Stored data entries
^^^^^^^^^^^^^^^^

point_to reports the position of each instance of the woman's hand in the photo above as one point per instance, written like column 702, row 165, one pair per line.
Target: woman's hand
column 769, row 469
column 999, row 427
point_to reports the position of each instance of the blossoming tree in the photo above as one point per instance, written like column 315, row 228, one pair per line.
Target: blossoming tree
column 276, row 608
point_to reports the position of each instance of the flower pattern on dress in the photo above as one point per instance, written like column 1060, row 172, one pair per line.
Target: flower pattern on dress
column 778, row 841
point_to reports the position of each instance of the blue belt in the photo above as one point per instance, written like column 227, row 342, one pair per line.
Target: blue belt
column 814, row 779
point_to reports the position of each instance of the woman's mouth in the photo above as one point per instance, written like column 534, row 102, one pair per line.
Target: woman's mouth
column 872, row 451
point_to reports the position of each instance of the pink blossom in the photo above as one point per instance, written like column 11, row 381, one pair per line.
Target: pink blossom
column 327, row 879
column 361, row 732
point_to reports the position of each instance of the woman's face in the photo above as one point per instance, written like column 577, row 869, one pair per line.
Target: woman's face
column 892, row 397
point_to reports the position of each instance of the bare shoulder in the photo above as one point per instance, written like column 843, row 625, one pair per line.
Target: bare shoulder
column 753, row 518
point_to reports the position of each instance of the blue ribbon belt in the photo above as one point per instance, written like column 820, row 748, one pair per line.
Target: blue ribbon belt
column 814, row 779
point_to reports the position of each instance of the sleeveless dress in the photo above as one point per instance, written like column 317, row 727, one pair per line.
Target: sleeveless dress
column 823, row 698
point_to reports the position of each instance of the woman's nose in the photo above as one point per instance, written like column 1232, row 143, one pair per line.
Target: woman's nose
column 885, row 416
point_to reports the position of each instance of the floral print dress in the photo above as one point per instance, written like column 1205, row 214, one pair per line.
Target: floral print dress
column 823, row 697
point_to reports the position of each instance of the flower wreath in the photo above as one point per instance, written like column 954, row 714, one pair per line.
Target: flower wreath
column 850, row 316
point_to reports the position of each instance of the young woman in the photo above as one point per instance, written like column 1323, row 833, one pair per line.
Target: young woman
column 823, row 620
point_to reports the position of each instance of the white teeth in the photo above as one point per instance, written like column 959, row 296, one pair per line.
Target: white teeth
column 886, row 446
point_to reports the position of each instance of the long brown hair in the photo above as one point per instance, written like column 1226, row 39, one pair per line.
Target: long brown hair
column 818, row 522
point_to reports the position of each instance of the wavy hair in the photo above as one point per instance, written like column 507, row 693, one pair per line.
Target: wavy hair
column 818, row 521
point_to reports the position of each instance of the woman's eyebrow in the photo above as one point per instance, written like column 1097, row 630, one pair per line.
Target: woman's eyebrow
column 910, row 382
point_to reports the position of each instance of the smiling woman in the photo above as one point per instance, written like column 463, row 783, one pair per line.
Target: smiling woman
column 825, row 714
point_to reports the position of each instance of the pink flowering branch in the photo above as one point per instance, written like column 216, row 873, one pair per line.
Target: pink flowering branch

^^^^^^^^^^^^^^^^

_What you are asked to do_:
Exactly as written above, copy out all the records.

_Worked solution_:
point_to reports the position of each instance of the woman's hand in the photo above as one point per instance, written like column 702, row 165, one pair per line.
Target: woman's hand
column 769, row 469
column 999, row 427
point_to reports the position of each instance of the blossoming tree in the photo above as one point per instance, written like column 315, row 228, one pair per line.
Target: blossoming tree
column 276, row 608
point_to reports the position of each instance of the flower pattern on dress in the photo above as one point per instance, written like column 1060, row 172, one pair per line.
Target: flower pattern on dress
column 778, row 841
point_to reports the position of each instance of the blue belt in the photo above as one point per instance, written like column 227, row 342, one pair per line.
Target: blue belt
column 814, row 779
point_to reports the position of each instance of the woman's mouth in the photo above as one point per instance, written like column 534, row 102, one pair per line.
Target: woman's mouth
column 872, row 451
point_to reports the position of each instance of the pink blossom in the photo above as one point per instance, written like column 11, row 381, one pair per line.
Target: pink blossom
column 327, row 879
column 361, row 732
point_to reports the position of each instance of the woman's face in the photo above as one point per instance, written like column 577, row 869, one pair per line.
Target: woman's face
column 892, row 397
point_to reports the position of each instance of the bare shoulder in the photo above as one point per instance, written like column 843, row 625, one pair per line.
Target: bare shoulder
column 753, row 518
point_to reports the position of each instance of the blue ribbon belt in the photo above as one point per instance, written like column 820, row 748, one pair per line.
Target: blue ribbon belt
column 814, row 779
point_to reports the position of each instance of the sleeveless dress in the photo above as one point per instance, written like column 317, row 727, one pair per line.
Target: sleeveless dress
column 823, row 698
point_to reports the position of each instance of the woman's nose in the photo above as one point per instance, written like column 1232, row 143, one pair per line.
Target: woman's nose
column 885, row 416
point_to reports the position of each instance of the floral print dress in the photo above as one point per instance, written like column 1205, row 214, one pair per line.
Target: floral print dress
column 823, row 697
point_to reports the position of each instance of the flower wreath in the photo above as one point per instance, written like column 954, row 714, one pair per line.
Target: flower wreath
column 850, row 316
point_to reports the position of each instance of the young woman in the photo above as one point per instance, written like column 1323, row 833, one pair per line.
Target: young woman
column 823, row 620
point_to reports the position of each instance of the white teeth in the photo above as one point per instance, written like column 959, row 296, one pair per line.
Target: white teeth
column 886, row 446
point_to reports the position of each instance of the long brown hair in the photo above as one point per instance, written like column 1226, row 39, one pair per line.
Target: long brown hair
column 818, row 522
point_to reports the position of each instance of the wavy hair in the photo above as one point per instance, written like column 507, row 693, one pair per line.
Target: wavy hair
column 818, row 521
point_to reports the position of each instance of the woman's eyebrow in the photo above as one point per instance, written like column 1097, row 630, one pair per line.
Target: woman's eyebrow
column 910, row 382
point_to reports the position of each instance of the smiling woman in the photo above as one point per instance, written like column 463, row 783, one pair per line.
Target: smiling woman
column 825, row 714
point_to reports the position of each instance of the pink flowering branch in the photo above as one point per instance, written like column 216, row 873, one pair per line.
Target: pink flowering branch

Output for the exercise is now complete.